» Exercise input:
╭──

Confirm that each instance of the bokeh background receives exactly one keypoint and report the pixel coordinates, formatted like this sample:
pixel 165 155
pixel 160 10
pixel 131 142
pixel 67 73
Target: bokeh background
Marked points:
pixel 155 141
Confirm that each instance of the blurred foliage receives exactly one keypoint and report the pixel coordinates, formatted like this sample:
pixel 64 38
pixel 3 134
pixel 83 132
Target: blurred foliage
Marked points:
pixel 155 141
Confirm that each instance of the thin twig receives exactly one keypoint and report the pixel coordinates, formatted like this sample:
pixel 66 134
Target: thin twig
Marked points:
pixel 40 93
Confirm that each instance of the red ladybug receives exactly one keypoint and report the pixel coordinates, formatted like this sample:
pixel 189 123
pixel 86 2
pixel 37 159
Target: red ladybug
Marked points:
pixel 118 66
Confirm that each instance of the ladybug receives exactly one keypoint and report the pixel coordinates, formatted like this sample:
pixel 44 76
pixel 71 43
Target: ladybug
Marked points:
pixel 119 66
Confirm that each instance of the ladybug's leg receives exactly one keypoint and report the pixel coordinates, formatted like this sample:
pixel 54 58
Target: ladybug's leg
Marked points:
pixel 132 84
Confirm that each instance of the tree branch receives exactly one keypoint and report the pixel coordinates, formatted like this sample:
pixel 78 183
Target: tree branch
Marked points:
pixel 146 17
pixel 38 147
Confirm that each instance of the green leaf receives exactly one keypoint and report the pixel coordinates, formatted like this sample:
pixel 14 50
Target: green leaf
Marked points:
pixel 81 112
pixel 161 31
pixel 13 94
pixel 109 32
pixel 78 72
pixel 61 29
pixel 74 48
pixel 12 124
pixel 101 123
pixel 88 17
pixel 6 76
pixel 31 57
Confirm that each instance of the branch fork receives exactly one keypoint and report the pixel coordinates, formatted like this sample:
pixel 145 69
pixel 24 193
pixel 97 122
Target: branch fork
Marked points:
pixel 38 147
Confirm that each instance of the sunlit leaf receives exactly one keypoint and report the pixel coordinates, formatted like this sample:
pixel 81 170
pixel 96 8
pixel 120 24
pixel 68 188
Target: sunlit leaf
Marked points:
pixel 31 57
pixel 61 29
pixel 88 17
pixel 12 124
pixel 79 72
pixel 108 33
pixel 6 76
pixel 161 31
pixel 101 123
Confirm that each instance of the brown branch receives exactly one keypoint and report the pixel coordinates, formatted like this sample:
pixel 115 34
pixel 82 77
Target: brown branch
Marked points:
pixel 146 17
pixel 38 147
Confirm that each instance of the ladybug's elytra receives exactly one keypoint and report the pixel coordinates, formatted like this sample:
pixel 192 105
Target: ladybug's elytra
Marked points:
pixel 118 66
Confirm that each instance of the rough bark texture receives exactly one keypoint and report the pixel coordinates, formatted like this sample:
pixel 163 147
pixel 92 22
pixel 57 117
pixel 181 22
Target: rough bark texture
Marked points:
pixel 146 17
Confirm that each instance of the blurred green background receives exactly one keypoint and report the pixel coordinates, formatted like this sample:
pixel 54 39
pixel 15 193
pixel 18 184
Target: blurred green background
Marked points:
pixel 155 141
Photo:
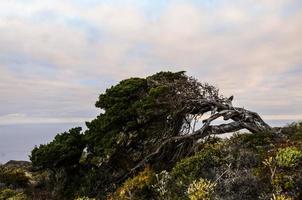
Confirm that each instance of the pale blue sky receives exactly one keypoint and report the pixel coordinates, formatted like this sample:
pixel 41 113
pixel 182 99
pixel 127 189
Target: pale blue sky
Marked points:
pixel 57 56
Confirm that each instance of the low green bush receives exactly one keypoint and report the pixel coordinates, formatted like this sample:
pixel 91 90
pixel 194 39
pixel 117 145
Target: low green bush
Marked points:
pixel 288 157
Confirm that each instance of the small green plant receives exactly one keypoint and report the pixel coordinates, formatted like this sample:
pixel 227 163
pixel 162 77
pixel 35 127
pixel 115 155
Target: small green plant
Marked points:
pixel 8 194
pixel 201 190
pixel 280 197
pixel 136 187
pixel 84 198
pixel 161 184
pixel 288 157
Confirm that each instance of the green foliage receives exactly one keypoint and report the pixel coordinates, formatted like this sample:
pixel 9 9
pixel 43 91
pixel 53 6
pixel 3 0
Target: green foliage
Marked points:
pixel 201 165
pixel 13 176
pixel 288 157
pixel 65 150
pixel 201 190
pixel 8 194
pixel 136 188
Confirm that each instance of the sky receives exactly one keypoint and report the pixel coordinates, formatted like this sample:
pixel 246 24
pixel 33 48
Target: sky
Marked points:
pixel 57 56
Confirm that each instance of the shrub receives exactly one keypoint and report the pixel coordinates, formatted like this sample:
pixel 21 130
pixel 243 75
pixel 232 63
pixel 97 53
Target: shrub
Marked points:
pixel 13 176
pixel 200 190
pixel 203 164
pixel 138 187
pixel 288 157
pixel 8 194
pixel 161 184
pixel 280 197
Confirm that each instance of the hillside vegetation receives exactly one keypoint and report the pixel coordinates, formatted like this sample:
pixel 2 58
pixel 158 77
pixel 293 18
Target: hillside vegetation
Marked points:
pixel 148 142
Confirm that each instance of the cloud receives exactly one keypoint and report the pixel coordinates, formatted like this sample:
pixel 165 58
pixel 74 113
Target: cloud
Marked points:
pixel 19 118
pixel 56 56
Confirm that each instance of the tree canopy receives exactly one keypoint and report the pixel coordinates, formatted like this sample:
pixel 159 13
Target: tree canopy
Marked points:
pixel 143 122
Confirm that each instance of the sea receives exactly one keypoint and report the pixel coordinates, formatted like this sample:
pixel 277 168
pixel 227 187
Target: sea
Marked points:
pixel 17 141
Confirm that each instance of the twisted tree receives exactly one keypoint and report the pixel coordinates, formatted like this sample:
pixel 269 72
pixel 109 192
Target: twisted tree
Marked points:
pixel 153 121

╰──

» The problem: Return exactly, and only, the line containing "Confirm that each instance of the shrub" and every line after it through the end of the material.

» Finished exercise:
Confirm that each instance of the shrub receives exactly one keypoint and report the pixel coordinates, formatted like this sample:
pixel 21 130
pixel 243 75
pixel 232 63
pixel 97 53
Target: shrub
Marked points:
pixel 13 176
pixel 200 190
pixel 203 164
pixel 138 187
pixel 288 157
pixel 8 194
pixel 161 184
pixel 280 197
Confirm that each instance of the hillside vegetation receives exactly one keypoint and report the pixel coordinates, formatted like this sample:
pixel 2 58
pixel 158 77
pixel 293 18
Target: hillside vegetation
Marked points:
pixel 148 142
Confirm that each instance of the cloud receives exactly one keypoint and report the pixel coordinates, formatted like this sample:
pixel 165 58
pixel 74 113
Target: cloud
Marked points:
pixel 19 118
pixel 56 56
Confirm that each instance of the tree canopy receives exactly one keypoint and report the pixel coordinates, formatted like this sample:
pixel 159 13
Target: tree canopy
Marked points:
pixel 143 122
Confirm that each instance of the sea receives exactly one keypoint and report the pixel coordinates, formatted like this sample:
pixel 277 168
pixel 227 187
Target: sea
Marked points:
pixel 17 141
Confirm that each instance of the twisted tree receives exactly one keypoint and report the pixel coordinates, formatted like this sample:
pixel 269 72
pixel 109 192
Target: twisted tree
Marked points:
pixel 153 121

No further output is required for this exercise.